§ **Exercise**: Given the records below, transcribe each of them exactly.

(Source data)

⟨

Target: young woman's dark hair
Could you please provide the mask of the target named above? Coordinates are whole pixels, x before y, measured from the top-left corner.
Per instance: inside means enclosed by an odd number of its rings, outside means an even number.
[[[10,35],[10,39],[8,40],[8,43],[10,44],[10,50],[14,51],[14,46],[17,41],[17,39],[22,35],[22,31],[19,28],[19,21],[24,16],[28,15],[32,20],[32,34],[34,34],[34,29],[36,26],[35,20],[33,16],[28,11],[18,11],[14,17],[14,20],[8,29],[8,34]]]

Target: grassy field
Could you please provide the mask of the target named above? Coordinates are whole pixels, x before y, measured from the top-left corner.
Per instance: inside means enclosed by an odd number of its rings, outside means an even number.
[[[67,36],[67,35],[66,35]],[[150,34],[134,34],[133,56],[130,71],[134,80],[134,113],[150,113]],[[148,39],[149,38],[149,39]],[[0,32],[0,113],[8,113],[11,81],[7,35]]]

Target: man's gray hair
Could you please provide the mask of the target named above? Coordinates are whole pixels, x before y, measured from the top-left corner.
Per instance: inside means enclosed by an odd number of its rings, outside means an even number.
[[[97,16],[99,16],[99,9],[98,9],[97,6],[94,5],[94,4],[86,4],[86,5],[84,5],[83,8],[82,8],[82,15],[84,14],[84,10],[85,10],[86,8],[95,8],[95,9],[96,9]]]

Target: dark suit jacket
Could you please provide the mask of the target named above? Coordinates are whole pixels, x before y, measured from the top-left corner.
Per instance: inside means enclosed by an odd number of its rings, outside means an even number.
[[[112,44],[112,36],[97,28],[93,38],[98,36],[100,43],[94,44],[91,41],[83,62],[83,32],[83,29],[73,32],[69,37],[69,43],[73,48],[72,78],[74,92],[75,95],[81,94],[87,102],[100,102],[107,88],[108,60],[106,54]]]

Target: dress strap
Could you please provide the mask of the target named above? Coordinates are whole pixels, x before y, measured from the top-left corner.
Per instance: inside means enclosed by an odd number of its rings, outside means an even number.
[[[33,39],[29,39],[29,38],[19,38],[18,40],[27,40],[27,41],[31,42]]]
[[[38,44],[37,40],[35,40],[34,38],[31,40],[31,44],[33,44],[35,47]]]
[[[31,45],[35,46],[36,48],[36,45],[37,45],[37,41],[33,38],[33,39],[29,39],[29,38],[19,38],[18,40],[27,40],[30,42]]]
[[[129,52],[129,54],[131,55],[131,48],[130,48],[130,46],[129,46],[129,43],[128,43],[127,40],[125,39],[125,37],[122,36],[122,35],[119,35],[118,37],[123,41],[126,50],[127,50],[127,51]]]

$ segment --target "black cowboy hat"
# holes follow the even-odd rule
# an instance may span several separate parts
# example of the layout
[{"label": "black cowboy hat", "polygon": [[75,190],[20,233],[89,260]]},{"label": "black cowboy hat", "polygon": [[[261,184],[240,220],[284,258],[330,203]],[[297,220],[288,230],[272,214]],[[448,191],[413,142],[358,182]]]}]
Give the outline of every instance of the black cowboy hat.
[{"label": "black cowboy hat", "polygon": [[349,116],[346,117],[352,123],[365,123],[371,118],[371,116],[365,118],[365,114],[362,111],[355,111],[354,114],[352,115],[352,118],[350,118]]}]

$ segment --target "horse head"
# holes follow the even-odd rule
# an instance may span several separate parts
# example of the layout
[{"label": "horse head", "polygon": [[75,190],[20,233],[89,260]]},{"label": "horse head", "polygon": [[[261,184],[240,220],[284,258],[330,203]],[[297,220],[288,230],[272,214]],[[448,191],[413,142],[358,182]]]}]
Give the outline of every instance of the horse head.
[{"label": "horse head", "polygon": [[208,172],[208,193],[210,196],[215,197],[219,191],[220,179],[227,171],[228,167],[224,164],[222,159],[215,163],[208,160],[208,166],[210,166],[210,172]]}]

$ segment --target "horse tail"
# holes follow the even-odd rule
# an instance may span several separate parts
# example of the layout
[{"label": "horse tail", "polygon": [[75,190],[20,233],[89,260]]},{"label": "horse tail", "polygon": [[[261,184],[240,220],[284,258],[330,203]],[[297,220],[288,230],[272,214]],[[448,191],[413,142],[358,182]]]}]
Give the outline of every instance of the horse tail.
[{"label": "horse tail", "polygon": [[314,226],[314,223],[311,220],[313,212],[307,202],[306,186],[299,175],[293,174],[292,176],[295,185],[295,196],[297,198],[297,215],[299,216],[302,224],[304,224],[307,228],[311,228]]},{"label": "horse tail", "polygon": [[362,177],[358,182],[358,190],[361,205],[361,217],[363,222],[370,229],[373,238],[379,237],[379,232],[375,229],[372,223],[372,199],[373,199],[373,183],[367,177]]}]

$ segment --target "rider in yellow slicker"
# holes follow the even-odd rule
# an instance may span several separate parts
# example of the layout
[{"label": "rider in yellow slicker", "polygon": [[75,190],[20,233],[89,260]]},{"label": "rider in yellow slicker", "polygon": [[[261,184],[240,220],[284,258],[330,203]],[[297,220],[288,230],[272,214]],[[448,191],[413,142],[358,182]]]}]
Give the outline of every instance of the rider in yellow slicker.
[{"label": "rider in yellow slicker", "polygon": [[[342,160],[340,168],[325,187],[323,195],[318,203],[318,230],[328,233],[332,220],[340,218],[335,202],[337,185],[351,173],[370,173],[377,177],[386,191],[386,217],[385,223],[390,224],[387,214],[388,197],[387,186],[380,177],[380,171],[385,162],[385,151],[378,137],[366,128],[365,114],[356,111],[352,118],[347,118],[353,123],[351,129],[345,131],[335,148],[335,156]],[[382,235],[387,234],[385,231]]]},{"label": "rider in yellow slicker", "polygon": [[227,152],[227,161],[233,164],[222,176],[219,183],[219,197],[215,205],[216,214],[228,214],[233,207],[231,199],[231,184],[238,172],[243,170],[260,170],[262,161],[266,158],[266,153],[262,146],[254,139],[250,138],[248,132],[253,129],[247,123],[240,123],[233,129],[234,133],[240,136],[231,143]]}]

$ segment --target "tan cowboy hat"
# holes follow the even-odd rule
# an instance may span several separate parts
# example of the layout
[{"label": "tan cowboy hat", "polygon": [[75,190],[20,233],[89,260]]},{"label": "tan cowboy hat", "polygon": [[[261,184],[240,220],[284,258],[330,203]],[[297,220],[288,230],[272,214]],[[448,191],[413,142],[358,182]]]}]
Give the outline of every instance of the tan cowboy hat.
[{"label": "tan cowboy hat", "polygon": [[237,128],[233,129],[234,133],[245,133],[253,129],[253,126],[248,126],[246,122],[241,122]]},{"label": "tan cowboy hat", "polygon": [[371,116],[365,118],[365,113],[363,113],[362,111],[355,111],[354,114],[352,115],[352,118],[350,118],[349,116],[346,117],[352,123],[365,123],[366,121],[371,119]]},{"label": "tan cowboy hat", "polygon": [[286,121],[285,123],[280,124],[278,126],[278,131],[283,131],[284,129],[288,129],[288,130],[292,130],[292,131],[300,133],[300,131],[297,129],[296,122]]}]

⟩

§ **Answer space**:
Target: young woman's dark hair
Could you please provide the mask of the target named above? Coordinates are whole pixels, x before y, measured from the top-left corner.
Per instance: inside means enclosed by an odd number of its rings, outside means an even number.
[[[10,35],[10,39],[8,40],[8,43],[10,44],[10,50],[14,51],[14,46],[17,41],[17,39],[22,35],[22,31],[19,28],[19,21],[24,16],[28,15],[32,20],[32,34],[34,34],[34,29],[36,26],[35,20],[33,16],[28,11],[18,11],[14,17],[14,20],[8,29],[8,34]]]

Target: grassy field
Could you please provide the mask of the target named above? Coordinates are whole pixels, x before y, measured from the top-left corner.
Per instance: inside means enclosed by an odd number of its rings, outside means an even number.
[[[67,36],[67,35],[66,35]],[[150,34],[134,34],[133,56],[130,71],[134,80],[134,113],[150,113]],[[148,39],[149,38],[149,39]],[[0,32],[0,113],[8,113],[11,81],[7,35]]]

Target: man's gray hair
Could you please provide the mask of the target named above? Coordinates are whole pixels, x before y, measured from the top-left corner.
Per instance: inside means enclosed by an odd number of its rings, outside means an even number.
[[[97,16],[99,16],[99,9],[98,9],[97,6],[94,5],[94,4],[86,4],[86,5],[84,5],[83,8],[82,8],[82,15],[84,14],[84,10],[85,10],[86,8],[95,8],[95,9],[96,9]]]

Target: dark suit jacket
Could you please provide the mask of the target named above? Coordinates are whole pixels, x before y, measured from the top-left corner.
Per instance: inside means enclosed by an odd number of its rings, outside means an even number.
[[[112,44],[112,36],[97,28],[93,38],[98,36],[100,43],[94,44],[91,41],[83,62],[83,32],[83,29],[73,32],[69,37],[69,43],[73,48],[72,78],[74,92],[75,95],[81,94],[87,102],[100,102],[107,88],[108,60],[106,54]]]

Target: dress strap
Could you please provide the mask of the target named above? Coordinates are whole pixels, x before y, measured from the top-left corner.
Per instance: inside means enclosed by an odd number of its rings, outside means an even number.
[[[33,39],[29,39],[29,38],[19,38],[18,40],[27,40],[27,41],[31,42]]]
[[[38,44],[37,40],[35,40],[34,38],[31,40],[31,44],[33,44],[35,47]]]
[[[31,45],[35,46],[36,48],[36,45],[37,45],[37,41],[33,38],[33,39],[29,39],[29,38],[19,38],[18,40],[27,40],[30,42]]]
[[[129,52],[129,54],[131,55],[131,48],[130,48],[130,46],[129,46],[129,43],[128,43],[127,40],[125,39],[125,37],[122,36],[122,35],[119,35],[118,37],[123,41],[126,50],[127,50],[127,51]]]

$ segment --target "black cowboy hat"
# holes follow the even-odd rule
# an instance may span several separate parts
# example of the layout
[{"label": "black cowboy hat", "polygon": [[75,190],[20,233],[89,260]]},{"label": "black cowboy hat", "polygon": [[[261,184],[240,220],[284,258],[330,203]],[[297,220],[288,230],[272,214]],[[448,191],[413,142],[358,182]]]}]
Give the outline of every instance of the black cowboy hat.
[{"label": "black cowboy hat", "polygon": [[349,116],[346,117],[352,123],[365,123],[371,118],[371,116],[365,118],[365,114],[362,111],[355,111],[354,114],[352,115],[352,118],[350,118]]}]

$ segment --target "horse head"
# holes follow the even-odd rule
# an instance may span several separate parts
# example of the layout
[{"label": "horse head", "polygon": [[75,190],[20,233],[89,260]]},{"label": "horse head", "polygon": [[[261,184],[240,220],[284,258],[330,203]],[[297,220],[288,230],[272,214]],[[448,191],[413,142],[358,182]]]}]
Give the outline of every instance of the horse head.
[{"label": "horse head", "polygon": [[208,172],[208,193],[210,196],[215,197],[219,191],[220,179],[227,171],[228,167],[224,164],[222,159],[215,163],[208,160],[208,166],[210,166],[210,172]]}]

$ segment --target "horse tail"
# holes follow the even-odd rule
# an instance may span several separate parts
# example of the layout
[{"label": "horse tail", "polygon": [[75,190],[20,233],[89,260]]},{"label": "horse tail", "polygon": [[[261,184],[240,220],[284,258],[330,203]],[[297,220],[288,230],[272,214]],[[448,191],[413,142],[358,182]]]}]
Give the outline of every instance of the horse tail.
[{"label": "horse tail", "polygon": [[314,226],[314,223],[311,220],[313,212],[307,202],[306,186],[299,175],[293,174],[292,176],[295,185],[295,196],[297,198],[297,215],[299,216],[302,224],[304,224],[307,228],[311,228]]},{"label": "horse tail", "polygon": [[362,177],[358,182],[358,190],[361,205],[361,217],[363,222],[370,229],[373,238],[379,237],[379,232],[375,229],[372,223],[372,199],[373,199],[373,183],[367,177]]}]

$ segment --target "rider in yellow slicker"
# holes follow the even-odd rule
# an instance may span several separate parts
# example of the layout
[{"label": "rider in yellow slicker", "polygon": [[75,190],[20,233],[89,260]]},{"label": "rider in yellow slicker", "polygon": [[[261,184],[240,220],[284,258],[330,203]],[[297,220],[288,230],[272,214]],[[448,191],[413,142],[358,182]]]}]
Give the outline of every instance of the rider in yellow slicker.
[{"label": "rider in yellow slicker", "polygon": [[[342,160],[340,168],[325,187],[323,195],[318,203],[318,230],[328,233],[332,220],[340,218],[335,202],[337,185],[351,173],[370,173],[377,177],[386,191],[386,217],[385,223],[390,224],[387,214],[388,197],[387,186],[380,177],[380,171],[385,162],[385,151],[378,137],[366,128],[365,114],[356,111],[352,118],[347,118],[353,123],[351,129],[345,131],[335,148],[335,156]],[[382,235],[387,234],[385,231]]]},{"label": "rider in yellow slicker", "polygon": [[227,152],[227,161],[233,164],[222,176],[219,183],[219,197],[215,205],[216,214],[228,214],[233,207],[231,199],[231,184],[238,172],[243,170],[260,170],[262,161],[266,158],[266,153],[262,146],[254,139],[250,138],[248,132],[253,129],[247,123],[240,123],[233,129],[234,133],[240,136],[231,143]]}]

$ segment --target "tan cowboy hat"
# holes follow the even-odd rule
# an instance may span several separate parts
# example of the layout
[{"label": "tan cowboy hat", "polygon": [[75,190],[20,233],[89,260]]},{"label": "tan cowboy hat", "polygon": [[[261,184],[240,220],[284,258],[330,203]],[[297,220],[288,230],[272,214]],[[448,191],[413,142],[358,182]]]}]
Give the outline of every instance of the tan cowboy hat.
[{"label": "tan cowboy hat", "polygon": [[237,128],[233,129],[234,133],[245,133],[253,129],[253,126],[248,126],[246,122],[241,122]]},{"label": "tan cowboy hat", "polygon": [[371,116],[365,118],[365,113],[363,113],[362,111],[355,111],[354,114],[352,115],[352,118],[350,118],[349,116],[346,117],[352,123],[365,123],[366,121],[371,119]]},{"label": "tan cowboy hat", "polygon": [[286,121],[285,123],[280,124],[278,126],[278,131],[283,131],[284,129],[288,129],[288,130],[292,130],[292,131],[300,133],[300,131],[297,129],[296,122]]}]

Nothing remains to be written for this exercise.